# PAGE TEXT
:::::
"And now after forty-three years, I look back upon those bloody scenes at Bull Run and wonder that the Confederates I fought against there have been my most intimate friends for thirty years. Gen Longstreet, whose artillery wounded me for life at Blackburn's Ford; Col. W. P. Price, of Dahlonega [GA], who shot my horse from under me at Bull Run, when I was unable to walk; Col. Estill and poor Johnny Griffin, my escaped prisoners; all have been, and the living still are, my friends."
At the First Battle of Bull Run, Sidney Herbert was serving as an aide to Brig General Daniel P. Tyler IV with the rank of Captain of Cavalry. Forty-three years later, in July 1904, from his home in Maitland, Florida, Herbert wrote a few recollections of the Battle of Bull Run which were published in the The Savannah Morning News. His reminiscences include accounts of his encounters with Union officers, Confederate officers, and enlisted men who went on to become officers and friends.
Despite my wounds and inability to walk, I persisted in being put on my horse Sunday morning, July 21  at sunrise and allowed to go with Gen Tyler into the battle of First Bull Run, or Manassas. We were however halted before we reached the field and delayed some time in going into the fight. Lieut. Upton (later General) and myself headed the division, as aides to the division commander. After crossing a little stream, we mounted a very steep ridge, so steep I had to hang on my horse's neck to keep in the saddle. At the top we saw directly beneath us an open field, but on the left, up near a house was an active battery, while on the right, in the woods were infantry.
:::::
# SET PROBLEM
In the Bull Run recollection, why did Herbert have to hang on to his horse's neck after crossing the little stream?
:::::
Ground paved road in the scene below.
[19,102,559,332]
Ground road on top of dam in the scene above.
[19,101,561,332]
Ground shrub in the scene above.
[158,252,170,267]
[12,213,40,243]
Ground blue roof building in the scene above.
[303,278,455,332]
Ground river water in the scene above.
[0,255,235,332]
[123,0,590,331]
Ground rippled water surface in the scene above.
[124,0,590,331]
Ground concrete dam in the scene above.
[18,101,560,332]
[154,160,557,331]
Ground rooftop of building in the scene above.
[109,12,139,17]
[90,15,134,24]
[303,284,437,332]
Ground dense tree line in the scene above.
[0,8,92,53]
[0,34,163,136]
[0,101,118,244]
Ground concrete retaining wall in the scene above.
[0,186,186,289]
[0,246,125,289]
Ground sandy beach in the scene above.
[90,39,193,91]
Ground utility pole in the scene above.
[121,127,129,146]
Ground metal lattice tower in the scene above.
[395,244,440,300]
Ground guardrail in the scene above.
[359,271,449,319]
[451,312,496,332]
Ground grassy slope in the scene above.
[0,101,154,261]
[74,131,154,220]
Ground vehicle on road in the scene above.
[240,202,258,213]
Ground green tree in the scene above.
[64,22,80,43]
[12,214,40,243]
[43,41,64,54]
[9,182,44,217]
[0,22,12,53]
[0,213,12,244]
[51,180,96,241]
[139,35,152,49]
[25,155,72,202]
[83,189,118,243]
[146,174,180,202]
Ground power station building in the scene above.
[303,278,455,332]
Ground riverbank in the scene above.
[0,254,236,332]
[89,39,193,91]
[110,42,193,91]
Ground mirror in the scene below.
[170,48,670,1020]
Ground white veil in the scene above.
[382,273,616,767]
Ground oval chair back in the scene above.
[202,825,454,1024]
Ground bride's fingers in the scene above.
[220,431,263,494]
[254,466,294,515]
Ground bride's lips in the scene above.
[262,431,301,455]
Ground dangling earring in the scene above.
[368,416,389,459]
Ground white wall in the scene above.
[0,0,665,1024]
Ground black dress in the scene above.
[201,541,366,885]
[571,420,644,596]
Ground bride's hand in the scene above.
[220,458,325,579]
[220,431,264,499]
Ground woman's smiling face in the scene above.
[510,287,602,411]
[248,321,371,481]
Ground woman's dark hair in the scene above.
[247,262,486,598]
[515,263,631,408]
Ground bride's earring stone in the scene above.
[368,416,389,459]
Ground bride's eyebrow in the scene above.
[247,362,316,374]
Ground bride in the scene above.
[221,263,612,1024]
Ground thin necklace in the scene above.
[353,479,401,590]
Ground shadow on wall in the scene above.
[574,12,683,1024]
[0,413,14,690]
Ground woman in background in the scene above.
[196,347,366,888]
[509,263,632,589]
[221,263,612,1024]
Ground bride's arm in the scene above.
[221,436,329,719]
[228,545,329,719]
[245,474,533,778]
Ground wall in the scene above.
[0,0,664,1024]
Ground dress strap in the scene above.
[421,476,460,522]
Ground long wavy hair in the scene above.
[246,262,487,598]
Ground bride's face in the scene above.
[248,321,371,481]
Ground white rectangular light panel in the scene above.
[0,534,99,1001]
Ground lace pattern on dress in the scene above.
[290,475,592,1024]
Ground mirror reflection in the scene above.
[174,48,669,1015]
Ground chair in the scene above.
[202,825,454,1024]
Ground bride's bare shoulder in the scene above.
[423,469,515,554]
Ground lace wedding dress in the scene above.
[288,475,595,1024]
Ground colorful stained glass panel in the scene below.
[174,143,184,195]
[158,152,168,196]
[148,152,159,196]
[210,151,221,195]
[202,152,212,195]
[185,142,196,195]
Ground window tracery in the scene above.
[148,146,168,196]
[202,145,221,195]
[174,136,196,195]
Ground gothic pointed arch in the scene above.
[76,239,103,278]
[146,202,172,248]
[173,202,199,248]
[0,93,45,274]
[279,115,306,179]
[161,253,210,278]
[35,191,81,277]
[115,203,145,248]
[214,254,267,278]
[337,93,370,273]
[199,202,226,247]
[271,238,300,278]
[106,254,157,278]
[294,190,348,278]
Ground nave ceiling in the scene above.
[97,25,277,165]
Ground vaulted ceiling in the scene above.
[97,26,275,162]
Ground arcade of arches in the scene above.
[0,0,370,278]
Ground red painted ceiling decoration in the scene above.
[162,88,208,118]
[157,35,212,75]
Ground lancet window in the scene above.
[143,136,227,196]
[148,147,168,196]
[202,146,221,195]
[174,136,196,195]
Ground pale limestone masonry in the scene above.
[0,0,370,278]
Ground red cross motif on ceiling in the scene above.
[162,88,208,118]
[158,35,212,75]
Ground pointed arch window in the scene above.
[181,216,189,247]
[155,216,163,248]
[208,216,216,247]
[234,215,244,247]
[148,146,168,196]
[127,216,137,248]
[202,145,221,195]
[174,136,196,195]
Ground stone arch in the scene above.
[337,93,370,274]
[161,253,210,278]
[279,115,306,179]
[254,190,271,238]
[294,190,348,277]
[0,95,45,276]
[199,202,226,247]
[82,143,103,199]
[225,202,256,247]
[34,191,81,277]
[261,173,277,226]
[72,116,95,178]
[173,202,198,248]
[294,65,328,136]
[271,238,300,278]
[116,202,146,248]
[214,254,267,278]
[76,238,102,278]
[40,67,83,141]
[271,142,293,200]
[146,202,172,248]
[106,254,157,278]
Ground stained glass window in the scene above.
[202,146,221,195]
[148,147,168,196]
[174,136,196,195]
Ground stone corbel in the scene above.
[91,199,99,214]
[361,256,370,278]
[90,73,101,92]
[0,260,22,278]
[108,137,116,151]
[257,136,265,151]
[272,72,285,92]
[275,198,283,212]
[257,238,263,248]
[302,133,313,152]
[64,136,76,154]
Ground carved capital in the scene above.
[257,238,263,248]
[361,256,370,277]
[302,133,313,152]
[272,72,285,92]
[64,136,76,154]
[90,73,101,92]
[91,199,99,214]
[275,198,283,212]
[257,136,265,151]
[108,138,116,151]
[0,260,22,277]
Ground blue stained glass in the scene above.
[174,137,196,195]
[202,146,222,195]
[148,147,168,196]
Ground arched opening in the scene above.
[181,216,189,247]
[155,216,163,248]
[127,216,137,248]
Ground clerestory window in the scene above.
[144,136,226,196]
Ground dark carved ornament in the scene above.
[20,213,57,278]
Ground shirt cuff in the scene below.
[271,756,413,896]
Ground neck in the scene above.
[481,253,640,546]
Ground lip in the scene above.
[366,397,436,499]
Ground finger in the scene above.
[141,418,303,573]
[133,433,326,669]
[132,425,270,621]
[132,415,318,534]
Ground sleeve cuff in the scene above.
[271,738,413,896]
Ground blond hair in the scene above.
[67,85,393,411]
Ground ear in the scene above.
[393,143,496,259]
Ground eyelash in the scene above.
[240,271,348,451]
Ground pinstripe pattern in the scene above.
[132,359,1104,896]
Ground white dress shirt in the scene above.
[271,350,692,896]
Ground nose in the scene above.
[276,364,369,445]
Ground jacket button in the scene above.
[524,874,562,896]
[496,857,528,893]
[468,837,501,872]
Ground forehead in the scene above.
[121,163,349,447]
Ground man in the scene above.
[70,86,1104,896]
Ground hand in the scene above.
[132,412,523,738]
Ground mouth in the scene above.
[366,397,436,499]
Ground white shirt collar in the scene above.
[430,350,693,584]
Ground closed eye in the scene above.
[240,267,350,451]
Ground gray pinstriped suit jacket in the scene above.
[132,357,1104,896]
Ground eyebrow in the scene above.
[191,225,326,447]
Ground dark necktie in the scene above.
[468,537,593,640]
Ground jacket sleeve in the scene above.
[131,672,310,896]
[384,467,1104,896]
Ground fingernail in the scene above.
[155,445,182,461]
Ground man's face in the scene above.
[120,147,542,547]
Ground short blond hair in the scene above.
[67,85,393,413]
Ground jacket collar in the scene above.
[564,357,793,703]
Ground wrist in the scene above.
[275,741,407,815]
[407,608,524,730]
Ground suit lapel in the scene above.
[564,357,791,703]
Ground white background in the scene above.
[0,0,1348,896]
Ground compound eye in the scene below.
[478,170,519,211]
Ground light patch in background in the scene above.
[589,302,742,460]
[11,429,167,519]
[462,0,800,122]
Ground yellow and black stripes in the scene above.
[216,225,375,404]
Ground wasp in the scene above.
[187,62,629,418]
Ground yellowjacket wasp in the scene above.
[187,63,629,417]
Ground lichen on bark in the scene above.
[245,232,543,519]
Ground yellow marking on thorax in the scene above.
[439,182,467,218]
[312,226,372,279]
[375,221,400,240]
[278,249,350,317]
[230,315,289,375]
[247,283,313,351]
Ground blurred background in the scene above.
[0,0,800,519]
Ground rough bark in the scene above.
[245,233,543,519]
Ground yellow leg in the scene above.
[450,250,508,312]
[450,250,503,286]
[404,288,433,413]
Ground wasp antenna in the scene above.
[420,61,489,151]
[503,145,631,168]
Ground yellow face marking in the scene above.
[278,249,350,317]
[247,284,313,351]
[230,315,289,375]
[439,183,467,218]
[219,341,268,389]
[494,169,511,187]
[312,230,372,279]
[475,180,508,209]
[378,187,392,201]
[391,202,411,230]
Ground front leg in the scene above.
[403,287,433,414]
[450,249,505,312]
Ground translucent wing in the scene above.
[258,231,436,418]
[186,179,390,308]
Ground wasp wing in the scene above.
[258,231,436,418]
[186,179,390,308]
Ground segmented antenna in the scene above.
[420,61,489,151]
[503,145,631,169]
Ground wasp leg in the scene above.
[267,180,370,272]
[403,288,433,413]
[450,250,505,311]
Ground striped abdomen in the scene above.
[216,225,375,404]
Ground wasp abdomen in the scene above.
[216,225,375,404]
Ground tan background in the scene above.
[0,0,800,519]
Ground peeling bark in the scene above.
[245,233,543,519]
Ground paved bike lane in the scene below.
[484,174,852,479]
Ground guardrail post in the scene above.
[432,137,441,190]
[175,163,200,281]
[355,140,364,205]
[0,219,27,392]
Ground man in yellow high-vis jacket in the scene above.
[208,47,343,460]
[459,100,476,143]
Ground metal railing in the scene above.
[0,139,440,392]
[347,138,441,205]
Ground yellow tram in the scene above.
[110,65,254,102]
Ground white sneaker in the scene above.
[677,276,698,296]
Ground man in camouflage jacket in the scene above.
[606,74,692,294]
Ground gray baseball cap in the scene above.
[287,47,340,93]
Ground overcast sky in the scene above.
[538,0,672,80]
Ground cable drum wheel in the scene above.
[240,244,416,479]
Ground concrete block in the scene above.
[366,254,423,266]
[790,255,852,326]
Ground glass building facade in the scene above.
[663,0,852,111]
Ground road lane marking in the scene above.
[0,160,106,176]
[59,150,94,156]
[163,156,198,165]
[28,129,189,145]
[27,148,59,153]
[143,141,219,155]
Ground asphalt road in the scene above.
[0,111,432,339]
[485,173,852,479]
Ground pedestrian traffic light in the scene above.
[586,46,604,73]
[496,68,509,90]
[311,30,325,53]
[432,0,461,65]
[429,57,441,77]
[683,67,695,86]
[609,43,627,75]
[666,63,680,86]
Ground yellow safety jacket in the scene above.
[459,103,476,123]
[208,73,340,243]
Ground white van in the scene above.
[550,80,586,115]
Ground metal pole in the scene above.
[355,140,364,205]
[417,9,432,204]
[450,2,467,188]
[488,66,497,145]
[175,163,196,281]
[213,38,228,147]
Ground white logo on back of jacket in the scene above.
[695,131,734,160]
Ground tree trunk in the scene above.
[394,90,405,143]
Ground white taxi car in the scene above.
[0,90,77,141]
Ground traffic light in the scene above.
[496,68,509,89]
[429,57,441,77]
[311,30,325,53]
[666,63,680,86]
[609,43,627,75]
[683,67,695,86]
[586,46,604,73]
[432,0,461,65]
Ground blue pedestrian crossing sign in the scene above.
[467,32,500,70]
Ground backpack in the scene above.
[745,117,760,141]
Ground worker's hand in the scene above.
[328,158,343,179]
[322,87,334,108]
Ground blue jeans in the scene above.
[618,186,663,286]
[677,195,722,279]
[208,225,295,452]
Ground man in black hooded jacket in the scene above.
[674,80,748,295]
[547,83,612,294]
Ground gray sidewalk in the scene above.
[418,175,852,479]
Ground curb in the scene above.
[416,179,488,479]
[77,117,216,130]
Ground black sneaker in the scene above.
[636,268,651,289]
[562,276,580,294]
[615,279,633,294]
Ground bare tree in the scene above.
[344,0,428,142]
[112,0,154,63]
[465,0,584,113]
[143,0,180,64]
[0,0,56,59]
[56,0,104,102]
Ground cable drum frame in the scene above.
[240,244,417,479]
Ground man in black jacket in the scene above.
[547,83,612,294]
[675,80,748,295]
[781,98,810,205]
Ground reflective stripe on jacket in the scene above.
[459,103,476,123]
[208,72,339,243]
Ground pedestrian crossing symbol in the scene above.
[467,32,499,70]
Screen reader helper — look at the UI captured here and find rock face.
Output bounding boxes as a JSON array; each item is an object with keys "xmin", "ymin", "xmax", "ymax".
:::::
# ANSWER
After crossing the stream, the division mounted a very steep ridge. It was so steep that Herbert had to hang on to his horse's neck to stay in the saddle.